What you have to do =
Rewrite the passage of the Clagett v. Hutchison opinion starting at "Francis D. Murnaghan, Jr., Baltimore, Md." and ending at "brief), for appellees.", changing "on brief" to "on the brief".

=== Extract provided ===

Clagett v. Hutchison

Decision Date14 September 1978
Docket NumberNo. 77-1420,77-1420
Citation583 F.2d 1259
PartiesC. Thomas CLAGETT, Jr., trustee, and Ira S. Siegler, trustee, and the Riggs National Bank of Washington, D. C. (a National Banking Association organized and operating under the National Banking Laws of the United States of America), trustee, and John Lawson Senior, Jr., Appellants, v. Richard H. HUTCHISON, Jr., and Steven Sobechko, and James Sobechko, and Joseph E. Shamy, and Mike Brown and Daniel J. Rizk, Appellees.
CourtU.S. Court of Appeals — Fourth Circuit

Francis D. Murnaghan, Jr., Baltimore, Md. (Benjamin Rosenberg and John W. Scheflen, Baltimore, Md., on brief), for appellants.

Lawrence S. Greenwald, Baltimore, Md. (Edward E. Obstler, Perry M. Gould, Gordon, Feinblatt, Rothman, Hoffberger & Hollander, Baltimore, Md., Charles H. Burton, Thomas E. Patton, Kurrus & Ash, Washington, D. C., on brief), for appellees.

Before BRYAN, Senior Circuit Judge, and BUTZNER and HALL, Circuit Judges.

K. K. HALL, Circuit Judge:

This appeal arises out of a civil action commenced by C. Thomas Clagett, Jr., and others who were minority shareholders of the Laurel Harness Racing Association, Inc. (Laurel). Jurisdiction was predicated upon diversity of citizenship. The plaintiffs sought recovery of monetary damages from Richard H. Hutchison, Jr. (Hutchison), once the majority controlling common stockholder of Laurel, and the subsequent purchasers of all or a portion of Hutchison's controlling common stock.

In relevant part, plaintiffs alleged that through certain stock transfers, the various defendants had breached two of the fiduciary duties they owed to the plaintiffs as minority shareholders.

=== Excerpted records ===

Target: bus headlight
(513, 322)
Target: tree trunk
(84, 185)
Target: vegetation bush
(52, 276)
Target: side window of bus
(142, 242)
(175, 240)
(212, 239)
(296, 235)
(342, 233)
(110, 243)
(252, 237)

===

Correct response =
Francis D. Murnaghan, Jr., Baltimore, Md. (Benjamin Rosenberg and John W. Scheflen, Baltimore, Md., on the brief), for appellants.

Lawrence S. Greenwald, Baltimore, Md. (Edward E. Obstler, Perry M. Gould, Gordon, Feinblatt, Rothman, Hoffberger & Hollander, Baltimore, Md., Charles H. Burton, Thomas E. Patton, Kurrus & Ash, Washington, D. C., on the brief), for appellees.